§ Given text

Advanced/Linear Algebra 101/parts/0 notation.tex

@@ -0,0 +1,87 @@
+\section{Notation and Terminology}
+
+\definition{}
+\begin{itemize}
+	\item $\mathbb{R}$ is the set of all real numbers.
+	\item $\mathbb{R}^+$ is the set of positive real numbers. Zero is not positive.
+	\item $\mathbb{R}^+_0$ is the set of positive real numbers and zero.
+\end{itemize}
+
+Mathematicians are often inconsistent with their notation. Depending on the author, their mood, and the phase of the moon, $\mathbb{R}^+$ may or may not include zero. I will use the definitions above.
+
+
+\definition{}
+Consider two sets $A$ and $B$. The set $A \times B$ consists of all tuples $(a, b)$ where $a \in A$ and $b \in B$. \\
+For example, $\{1, 2, 3\} \times \{\heartsuit, \star\} = \{(1,\heartsuit), (1, \star), (2,\heartsuit), (2, \star), (3,\heartsuit), (3, \star)\}$ \\
+This is called the \textit{cartesian product}.

§ Supplied material
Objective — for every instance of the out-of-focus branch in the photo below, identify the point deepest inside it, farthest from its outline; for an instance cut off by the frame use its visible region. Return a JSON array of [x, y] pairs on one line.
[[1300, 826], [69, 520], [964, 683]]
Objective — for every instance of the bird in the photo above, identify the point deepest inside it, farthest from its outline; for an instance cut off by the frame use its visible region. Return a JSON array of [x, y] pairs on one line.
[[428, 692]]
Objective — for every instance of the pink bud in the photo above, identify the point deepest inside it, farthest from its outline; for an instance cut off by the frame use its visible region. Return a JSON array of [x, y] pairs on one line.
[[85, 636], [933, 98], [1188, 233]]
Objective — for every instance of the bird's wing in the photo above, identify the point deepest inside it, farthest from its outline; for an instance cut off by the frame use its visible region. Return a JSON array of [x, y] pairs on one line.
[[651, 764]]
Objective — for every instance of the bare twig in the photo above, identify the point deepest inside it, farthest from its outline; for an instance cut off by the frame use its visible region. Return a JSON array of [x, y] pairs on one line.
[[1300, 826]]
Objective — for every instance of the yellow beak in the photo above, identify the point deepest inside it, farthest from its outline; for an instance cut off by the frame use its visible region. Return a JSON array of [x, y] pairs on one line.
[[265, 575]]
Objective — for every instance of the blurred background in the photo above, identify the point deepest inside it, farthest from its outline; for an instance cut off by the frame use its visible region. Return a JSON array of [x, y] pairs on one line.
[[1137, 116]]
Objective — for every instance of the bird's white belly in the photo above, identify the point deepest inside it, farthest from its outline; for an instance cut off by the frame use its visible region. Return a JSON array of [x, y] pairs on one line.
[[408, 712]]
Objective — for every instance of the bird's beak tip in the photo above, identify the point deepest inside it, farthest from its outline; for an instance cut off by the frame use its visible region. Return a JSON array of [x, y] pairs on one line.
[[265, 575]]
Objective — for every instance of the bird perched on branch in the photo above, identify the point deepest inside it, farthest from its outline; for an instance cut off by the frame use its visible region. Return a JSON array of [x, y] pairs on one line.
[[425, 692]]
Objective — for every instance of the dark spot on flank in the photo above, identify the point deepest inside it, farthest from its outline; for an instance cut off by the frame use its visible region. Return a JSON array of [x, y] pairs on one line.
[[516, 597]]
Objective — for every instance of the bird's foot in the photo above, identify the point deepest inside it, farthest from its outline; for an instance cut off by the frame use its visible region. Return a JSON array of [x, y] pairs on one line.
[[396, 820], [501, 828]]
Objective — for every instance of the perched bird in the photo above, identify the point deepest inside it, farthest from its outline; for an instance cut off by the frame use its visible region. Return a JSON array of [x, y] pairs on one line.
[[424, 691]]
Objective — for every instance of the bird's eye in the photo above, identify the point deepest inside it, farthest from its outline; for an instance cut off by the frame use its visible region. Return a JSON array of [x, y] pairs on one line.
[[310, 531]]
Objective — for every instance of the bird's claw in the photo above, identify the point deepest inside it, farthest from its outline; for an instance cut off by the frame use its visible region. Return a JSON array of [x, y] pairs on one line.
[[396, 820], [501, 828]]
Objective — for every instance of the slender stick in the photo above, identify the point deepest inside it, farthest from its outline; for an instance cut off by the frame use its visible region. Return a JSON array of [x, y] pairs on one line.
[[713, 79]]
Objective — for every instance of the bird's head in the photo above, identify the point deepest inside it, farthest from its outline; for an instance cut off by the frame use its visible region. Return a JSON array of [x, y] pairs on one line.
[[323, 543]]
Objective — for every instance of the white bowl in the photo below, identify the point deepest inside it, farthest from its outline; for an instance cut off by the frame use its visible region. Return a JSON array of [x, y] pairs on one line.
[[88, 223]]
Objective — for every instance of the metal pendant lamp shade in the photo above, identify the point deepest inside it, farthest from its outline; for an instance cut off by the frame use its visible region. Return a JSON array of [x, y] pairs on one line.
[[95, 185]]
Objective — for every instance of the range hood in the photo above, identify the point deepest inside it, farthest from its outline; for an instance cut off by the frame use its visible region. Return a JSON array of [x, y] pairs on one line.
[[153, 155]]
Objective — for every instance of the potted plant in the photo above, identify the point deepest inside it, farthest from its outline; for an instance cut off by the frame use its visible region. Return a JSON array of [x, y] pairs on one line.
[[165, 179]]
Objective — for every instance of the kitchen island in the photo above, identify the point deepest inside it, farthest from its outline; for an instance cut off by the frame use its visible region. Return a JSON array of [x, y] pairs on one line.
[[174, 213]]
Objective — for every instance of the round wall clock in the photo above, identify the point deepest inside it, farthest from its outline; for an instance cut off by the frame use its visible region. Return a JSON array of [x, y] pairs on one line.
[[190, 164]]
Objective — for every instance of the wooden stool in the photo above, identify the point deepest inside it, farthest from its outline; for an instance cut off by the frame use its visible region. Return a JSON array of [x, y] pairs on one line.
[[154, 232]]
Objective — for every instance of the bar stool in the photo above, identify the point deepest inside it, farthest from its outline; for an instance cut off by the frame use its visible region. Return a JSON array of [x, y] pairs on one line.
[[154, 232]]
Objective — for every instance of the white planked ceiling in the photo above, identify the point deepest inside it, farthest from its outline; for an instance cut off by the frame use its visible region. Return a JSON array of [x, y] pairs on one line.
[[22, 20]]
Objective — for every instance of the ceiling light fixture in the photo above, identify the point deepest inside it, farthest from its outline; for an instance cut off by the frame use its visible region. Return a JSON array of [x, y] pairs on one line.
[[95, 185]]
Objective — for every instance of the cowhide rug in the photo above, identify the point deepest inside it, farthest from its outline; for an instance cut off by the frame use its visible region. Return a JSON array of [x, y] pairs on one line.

§ Instruction A
List every tuple in the cartesian product example in the linear algebra notation section.
§ Instruction B
Write the next part of the linear algebra notation section, picking up after its last sentence.

§ Exercise answer A
(1, ♥), (1, ★), (2, ♥), (2, ★), (3, ♥), (3, ★)

§ Exercise answer B
+
+\vspace{4mm}
+
+You can think of this as placing the two sets \say{perpendicular} to one another:
+
+\begin{center}
+\begin{tikzpicture}[
+	scale=1,
+	bullet/.style={circle,inner sep=1.5pt,fill}
+]
+	\draw[->] (-0.2,0) -- (4,0) node[right]{$A$};
+	\draw[->] (0,-0.2) -- (0,3) node[above]{$B$};
+
+	\draw (1,0.1) -- ++ (0,-0.2) node[below]{$1$};
+	\draw (2,0.1) -- ++ (0,-0.2) node[below]{$2$};
+	\draw (3,0.1) -- ++ (0,-0.2) node[below]{$3$};
+
+	\draw (0.1, 1) -- ++ (-0.2, 0) node[left]{$\heartsuit$};
+	\draw (0.1, 2) -- ++ (-0.2, 0) node[left]{$\star$};
+
+	\node[bullet] at (1, 1){};
+	\node[bullet] at (2, 1) {};
+	\node[bullet] at (3, 1) {};
+	\node[bullet] at (1, 2) {};
+	\node[bullet] at (2, 2) {};
+	\node[bullet] at (3, 2) {};
+
+
+	\draw[rounded corners] (0.5, 0.5) rectangle (3.5, 2.5) {};
+	\node[above] at (2, 2.5) {$A \times B$};
+
+\end{tikzpicture}
+\end{center}
+
+\problem{}
+Let $A = \{0, 1\} \times \{0, 1\}$ \\
+Let $B = \{ a, b\}$ \\
+What is $A \times B$?
+
+\vfill
+
+\problem{}
+What is $\mathbb{R} \times \mathbb{R}$? \\
+\hint{Use the \say{perpendicular} analogy}
+
+\vfill
+\pagebreak
+
+\definition{}
+$\mathbb{R}^n$ is the set of $n$-tuples of real numbers. \\
+In english, this means that an element of $\mathbb{R}^n$ is a list of $n$ real numbers: \\
+
+\vspace{4mm}
+
+Elements of $\mathbb{R}^2$ look like $(a, b)$, where $a, b \in \mathbb{R}$. \hfill \note{\textit{Note:} $\mathbb{R}^2$ is pronounced \say{arrgh-two.}}
+Elements of $\mathbb{R}^5$ look like $(a_1, a_2, a_3, a_4 a_5)$, where $a_n \in \mathbb{R}$. \\
+
+$\mathbb{R}^1$ and $\mathbb{R}$ are identical.
+
+\vspace{4mm}
+
+Intuitively, $\mathbb{R}^2$ forms a two-dimensional plane, and $\mathbb{R}^3$ forms a three-dimensional space. \\
+$\mathbb{R}^n$ is hard to visualize when $n \geq 4$, but you are welcome to try.
+
+\problem{}
+Convince yourself that $\mathbb{R} \times \mathbb{R}$ is $\mathbb{R}^2$. \\
+What is $\mathbb{R}^2 \times \mathbb{R}$?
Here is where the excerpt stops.